Текст страницы
Ничего подобного суду не приходилось бы исполнять при подтверждении фактов. Суд принял бы на себя роль, нисколько не соответствующую существу его деятельности. А при таких обстоятельствах подтверждение фактов могло бы быть исполняемо судебным органом не иначе как по особому велению законодателя, если бы этот последний счел необходимым возложить на суд и такую задачу, которая не вытекает из основного его назначения быть глашатаем права. Факт, конечно, может в конце концов вести к возникновению права и правоотношения, но до тех пор, пока он к этому не привел, суд не имеет основания входить в обсуждение его наличности <1>. ——————————— <1> Об отношении между фактом и правоотношением говорит подробно проф. Д. Д. Гримм, усматривающий здесь лишь своеобразную связь и отвергающий господствующее учение о причинной связи (Гримм. Основы юридической сделки. С. 37). Иначе, например, проф. Hellwig: правоотношение и факт относятся одно к другому как следствие и причина (Hellwig, Anspruch und Klagerecht, с. 4).

Перечень записей
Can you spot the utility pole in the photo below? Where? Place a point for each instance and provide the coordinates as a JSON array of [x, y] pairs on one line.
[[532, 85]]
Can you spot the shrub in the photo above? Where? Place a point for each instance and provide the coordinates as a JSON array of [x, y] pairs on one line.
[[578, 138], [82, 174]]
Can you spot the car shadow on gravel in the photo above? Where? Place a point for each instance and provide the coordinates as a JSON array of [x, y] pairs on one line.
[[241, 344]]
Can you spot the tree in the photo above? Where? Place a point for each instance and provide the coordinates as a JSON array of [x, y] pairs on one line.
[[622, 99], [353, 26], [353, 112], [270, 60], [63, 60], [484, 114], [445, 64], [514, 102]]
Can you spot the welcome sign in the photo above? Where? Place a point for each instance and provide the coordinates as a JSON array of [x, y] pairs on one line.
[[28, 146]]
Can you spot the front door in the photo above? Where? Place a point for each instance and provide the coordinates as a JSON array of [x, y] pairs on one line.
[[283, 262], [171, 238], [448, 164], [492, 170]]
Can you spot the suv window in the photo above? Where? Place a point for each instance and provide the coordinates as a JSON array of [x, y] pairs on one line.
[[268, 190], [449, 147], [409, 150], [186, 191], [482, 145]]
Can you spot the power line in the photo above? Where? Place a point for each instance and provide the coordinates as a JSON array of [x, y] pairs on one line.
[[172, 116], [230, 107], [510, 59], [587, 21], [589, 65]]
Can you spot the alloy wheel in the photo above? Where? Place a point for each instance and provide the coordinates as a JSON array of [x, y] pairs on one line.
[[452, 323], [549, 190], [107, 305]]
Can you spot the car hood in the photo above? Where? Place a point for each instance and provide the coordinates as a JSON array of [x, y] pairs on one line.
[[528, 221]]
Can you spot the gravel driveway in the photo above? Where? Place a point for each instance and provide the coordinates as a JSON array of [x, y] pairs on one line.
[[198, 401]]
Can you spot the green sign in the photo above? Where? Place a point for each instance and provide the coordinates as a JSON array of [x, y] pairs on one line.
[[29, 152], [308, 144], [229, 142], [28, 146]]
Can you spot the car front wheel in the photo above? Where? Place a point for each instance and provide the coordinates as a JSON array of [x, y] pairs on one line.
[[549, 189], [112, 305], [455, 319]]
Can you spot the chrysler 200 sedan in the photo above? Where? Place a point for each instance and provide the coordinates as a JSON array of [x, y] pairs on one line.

Задания
A – Как, согласно тексту о подтверждении фактов судом, проф. Hellwig определяет соотношение правоотношения и факта?
B – Продолжите текст о подтверждении фактов судом, начиная после последнего приведенного в нем предложения.

Результаты
A – Правоотношение и факт относятся одно к другому как следствие и причина.

B –
Факты, таким образом, не могут быть предметом подтверждения по иску о признании <1>. ——————————— <1> На этом основании правильно поступил, например, Венский оберландгерихт в следующем случае. Некто А. заключил с Н. договор купли-продажи, по которому должны были быть изготовлены два акта этого договора. Ведомство финансов постановило взыскать пошлину за оба акта, хотя А. возразил, что фактически изготовлен был только один экземпляр договора. А. предъявил к австрийской казне иск о подтверждении неучинения второго акта. Против этого заявлено возражение, что такой иск не должен быть допущен, ибо австрийское законодательство не дает права на иск о подтверждении фактов, хотя бы и юридически значительных. Суд признал возражение совершенно правильным (решение Венского оберландгерихта от 29 марта 1898 г. (Allgemeine osterreichische Gerichts-Zeitung, 1898, N 20, с. 160)). В этом случае лицо А. не имело права на иск о признании, коль скоро требование его сводилось к подтверждению одного лишь факта.

В некоторых законодательствах установлено, однако, что иск может быть предъявлен, между прочим, также о признании подлинности документа или об установлении его неподлинности <1>. ——————————— <1> Статья 228 австрийского Устава гражданского судопроизводства, ст. 256 Устава германского.

В этом, по распространенному мнению, заключается исключение из общего правила о недопустимости исков о признании одних лишь фактов <1>. ——————————— <1> См.: Gaupp, Stein, D. Civilprozessordnung f. d. deutsche Reich, с. 537 (сн. 36 — 37); Neumann, Commentar z. d. Civilprocessgesetzen v. 1 Aug. 1895, с. 539 — 540.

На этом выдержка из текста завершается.